### DIRECTIONS
Output all of the data below line for line, with every character unchanged.

(Object position labeling entries)
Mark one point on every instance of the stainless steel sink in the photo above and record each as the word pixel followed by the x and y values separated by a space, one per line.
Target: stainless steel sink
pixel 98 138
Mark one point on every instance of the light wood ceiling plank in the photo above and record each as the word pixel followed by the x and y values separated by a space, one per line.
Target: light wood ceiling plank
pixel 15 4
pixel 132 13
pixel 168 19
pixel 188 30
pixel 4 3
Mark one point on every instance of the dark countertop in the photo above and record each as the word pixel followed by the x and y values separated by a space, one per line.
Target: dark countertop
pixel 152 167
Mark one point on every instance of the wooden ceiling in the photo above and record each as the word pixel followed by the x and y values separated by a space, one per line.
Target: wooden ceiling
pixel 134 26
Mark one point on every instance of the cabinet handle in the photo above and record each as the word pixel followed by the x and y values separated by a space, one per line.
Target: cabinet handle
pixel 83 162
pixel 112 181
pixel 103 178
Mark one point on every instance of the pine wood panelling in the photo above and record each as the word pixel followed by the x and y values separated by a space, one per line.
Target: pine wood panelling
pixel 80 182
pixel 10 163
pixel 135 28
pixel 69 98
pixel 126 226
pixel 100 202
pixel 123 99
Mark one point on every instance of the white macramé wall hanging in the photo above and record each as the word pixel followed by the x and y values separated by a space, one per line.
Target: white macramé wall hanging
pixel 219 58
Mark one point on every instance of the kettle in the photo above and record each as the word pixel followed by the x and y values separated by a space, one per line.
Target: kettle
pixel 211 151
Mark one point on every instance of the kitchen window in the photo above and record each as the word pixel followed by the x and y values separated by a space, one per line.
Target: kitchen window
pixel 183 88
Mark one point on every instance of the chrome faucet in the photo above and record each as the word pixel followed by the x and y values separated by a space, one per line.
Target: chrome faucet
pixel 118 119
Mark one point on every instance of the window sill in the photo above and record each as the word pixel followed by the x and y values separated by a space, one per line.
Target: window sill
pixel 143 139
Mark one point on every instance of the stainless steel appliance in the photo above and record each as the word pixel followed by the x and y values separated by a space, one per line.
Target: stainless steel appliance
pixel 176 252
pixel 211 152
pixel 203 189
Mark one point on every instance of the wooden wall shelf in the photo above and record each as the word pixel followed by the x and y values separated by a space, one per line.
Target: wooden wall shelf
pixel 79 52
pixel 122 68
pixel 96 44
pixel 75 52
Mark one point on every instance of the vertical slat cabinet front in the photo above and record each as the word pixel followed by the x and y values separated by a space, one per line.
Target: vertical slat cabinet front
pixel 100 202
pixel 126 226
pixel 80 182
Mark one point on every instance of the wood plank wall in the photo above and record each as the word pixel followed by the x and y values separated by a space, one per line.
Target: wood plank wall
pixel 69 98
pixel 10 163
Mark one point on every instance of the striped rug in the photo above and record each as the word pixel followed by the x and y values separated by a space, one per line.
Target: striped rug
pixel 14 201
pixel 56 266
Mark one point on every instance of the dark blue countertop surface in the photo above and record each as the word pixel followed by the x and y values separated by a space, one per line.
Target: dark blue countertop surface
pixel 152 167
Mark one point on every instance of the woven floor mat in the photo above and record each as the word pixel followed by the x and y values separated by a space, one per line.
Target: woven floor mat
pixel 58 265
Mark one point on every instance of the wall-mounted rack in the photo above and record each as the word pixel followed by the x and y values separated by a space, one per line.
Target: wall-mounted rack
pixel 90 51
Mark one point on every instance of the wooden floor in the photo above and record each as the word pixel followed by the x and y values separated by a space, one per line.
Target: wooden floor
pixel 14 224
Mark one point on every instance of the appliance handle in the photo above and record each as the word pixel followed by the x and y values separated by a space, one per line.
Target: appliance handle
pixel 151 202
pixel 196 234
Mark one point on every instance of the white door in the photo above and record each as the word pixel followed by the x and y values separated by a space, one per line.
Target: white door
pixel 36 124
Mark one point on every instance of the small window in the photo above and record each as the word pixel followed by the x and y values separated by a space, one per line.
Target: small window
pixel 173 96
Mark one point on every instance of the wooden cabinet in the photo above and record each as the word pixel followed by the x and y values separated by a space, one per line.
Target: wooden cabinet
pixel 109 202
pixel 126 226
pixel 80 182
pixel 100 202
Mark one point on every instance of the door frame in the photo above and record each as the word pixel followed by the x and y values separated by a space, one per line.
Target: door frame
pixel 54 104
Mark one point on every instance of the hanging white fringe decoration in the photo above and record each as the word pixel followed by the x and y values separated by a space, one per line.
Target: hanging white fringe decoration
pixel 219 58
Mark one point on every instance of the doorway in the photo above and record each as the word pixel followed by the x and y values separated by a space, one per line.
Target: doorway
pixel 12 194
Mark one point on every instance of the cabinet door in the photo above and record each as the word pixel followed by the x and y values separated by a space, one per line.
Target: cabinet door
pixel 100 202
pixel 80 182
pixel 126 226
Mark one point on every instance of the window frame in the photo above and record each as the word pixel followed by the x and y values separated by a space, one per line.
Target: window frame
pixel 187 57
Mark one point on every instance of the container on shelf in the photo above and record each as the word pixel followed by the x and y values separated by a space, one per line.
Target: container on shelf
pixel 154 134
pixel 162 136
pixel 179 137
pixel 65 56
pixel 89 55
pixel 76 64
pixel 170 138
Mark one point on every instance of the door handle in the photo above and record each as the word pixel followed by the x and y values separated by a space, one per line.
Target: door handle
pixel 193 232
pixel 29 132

### RESPONSE TO THE TASK
Mark one point on every instance of the stainless steel sink in the photo above and record each as the word pixel followed by the x and y values separated by a space, one per line.
Target: stainless steel sink
pixel 98 138
Mark one point on every instance of the light wood ceiling plank in the photo above and record each as the word pixel followed by the x and y values separated by a space, one per line.
Target: light wood ceiling plank
pixel 15 4
pixel 132 13
pixel 168 19
pixel 188 30
pixel 4 3
Mark one point on every instance of the dark countertop in the photo above and record each as the word pixel followed by the x and y values separated by a space, one per line.
Target: dark countertop
pixel 152 167
Mark one point on every instance of the wooden ceiling in the photo above and record each as the word pixel followed by the x and y values separated by a space, one per line.
Target: wooden ceiling
pixel 134 26
Mark one point on every instance of the cabinet handle in the photo above and record each as the word pixel followed by the x and y values separated by a space, one per line.
Target: cabinet handle
pixel 83 162
pixel 112 181
pixel 103 178
Mark one point on every instance of the pine wood panelling in the photo above and record each as the word pixel followed by the x and y values separated by a space, one per line.
Target: pine wood panelling
pixel 80 182
pixel 10 163
pixel 135 28
pixel 69 98
pixel 126 226
pixel 100 202
pixel 123 99
Mark one point on every instance of the white macramé wall hanging in the photo above and record each as the word pixel followed by the x and y values separated by a space, one per line.
Target: white macramé wall hanging
pixel 219 58
Mark one point on every instance of the kettle in the photo above and record each as the word pixel followed by the x and y values separated by a space, one per line.
Target: kettle
pixel 211 151
Mark one point on every instance of the kitchen window in the photo above and record each as the word pixel followed by the x and y values separated by a space, one per line.
Target: kitchen window
pixel 183 88
Mark one point on every instance of the chrome faucet in the photo above and record each as the word pixel followed by the x and y values separated by a space, one per line.
Target: chrome faucet
pixel 118 119
Mark one point on every instance of the window sill in the photo above and record each as the word pixel followed by the x and y values separated by a space, one per line.
Target: window sill
pixel 143 139
Mark one point on every instance of the stainless steel appliance in the photo above and record each as the word pixel followed by the x and y values separated by a space, one per line.
Target: stainless steel appliance
pixel 176 252
pixel 211 152
pixel 203 189
Mark one point on every instance of the wooden wall shelf in the photo above and record each as the word pixel followed by the x and y values separated by a space, one per line.
Target: wooden wall shelf
pixel 79 52
pixel 122 68
pixel 96 44
pixel 75 52
Mark one point on every instance of the vertical slat cabinet front in the photo above and record each as the word pixel followed by the x and y values separated by a space, one per line.
Target: vertical slat cabinet front
pixel 100 202
pixel 126 226
pixel 80 182
Mark one point on every instance of the wood plank wall in the photo above and record each as the word pixel followed by the x and y values separated by a space, one per line.
Target: wood plank wall
pixel 69 98
pixel 10 163
Mark one point on every instance of the striped rug in the photo above and record each as the word pixel followed by the x and y values separated by a space, one per line.
Target: striped rug
pixel 14 201
pixel 56 266
Mark one point on every instance of the dark blue countertop surface in the photo above and record each as the word pixel followed by the x and y values separated by a space, one per line.
Target: dark blue countertop surface
pixel 152 167
Mark one point on every instance of the woven floor mat in the photo above and record each as the word pixel followed by the x and y values separated by a space, one per line.
Target: woven floor mat
pixel 58 265
Mark one point on every instance of the wall-mounted rack in the photo above and record each as the word pixel followed by the x and y values separated by a space, one per line.
Target: wall-mounted rack
pixel 90 51
Mark one point on every instance of the wooden floor in the photo above and record each as the word pixel followed by the x and y values separated by a space, one per line.
Target: wooden floor
pixel 14 224
Mark one point on every instance of the appliance handle in the photo above and record each as the word pixel followed by the x and y values separated by a space, one per line.
Target: appliance handle
pixel 151 202
pixel 196 234
Mark one point on every instance of the white door in the photo above and record each as the word pixel followed by the x and y values separated by a space, one per line.
Target: white door
pixel 36 124
Mark one point on every instance of the small window in the photo above and record each as the word pixel followed by the x and y values separated by a space, one per line.
Target: small window
pixel 173 96
Mark one point on every instance of the wooden cabinet in the photo above and record each as the word pixel followed by the x and y values separated by a space, one per line.
Target: wooden cabinet
pixel 109 202
pixel 126 226
pixel 80 182
pixel 100 202
Mark one point on every instance of the door frame in the photo above and record each as the word pixel followed by the x and y values separated by a space, one per line.
Target: door frame
pixel 54 104
Mark one point on every instance of the hanging white fringe decoration in the photo above and record each as the word pixel followed by the x and y values separated by a space, one per line.
Target: hanging white fringe decoration
pixel 219 58
Mark one point on every instance of the doorway in the photo above and record each as the word pixel followed by the x and y values separated by a space, one per line.
Target: doorway
pixel 12 194
Mark one point on every instance of the cabinet door in the photo above and record each as the word pixel followed by the x and y values separated by a space, one per line.
Target: cabinet door
pixel 100 202
pixel 80 182
pixel 126 226
Mark one point on every instance of the window frame in the photo above and record each as the word pixel followed by the x and y values separated by a space, one per line.
Target: window frame
pixel 187 57
Mark one point on every instance of the container on shelf in the photo above and record each as the word pixel followed by the x and y values separated by a space, one per line.
Target: container on shelf
pixel 154 134
pixel 162 136
pixel 179 137
pixel 65 56
pixel 89 55
pixel 76 64
pixel 170 138
Mark one point on every instance of the door handle in the photo above and record each as the word pixel followed by the x and y values separated by a space, one per line.
Target: door handle
pixel 193 232
pixel 29 132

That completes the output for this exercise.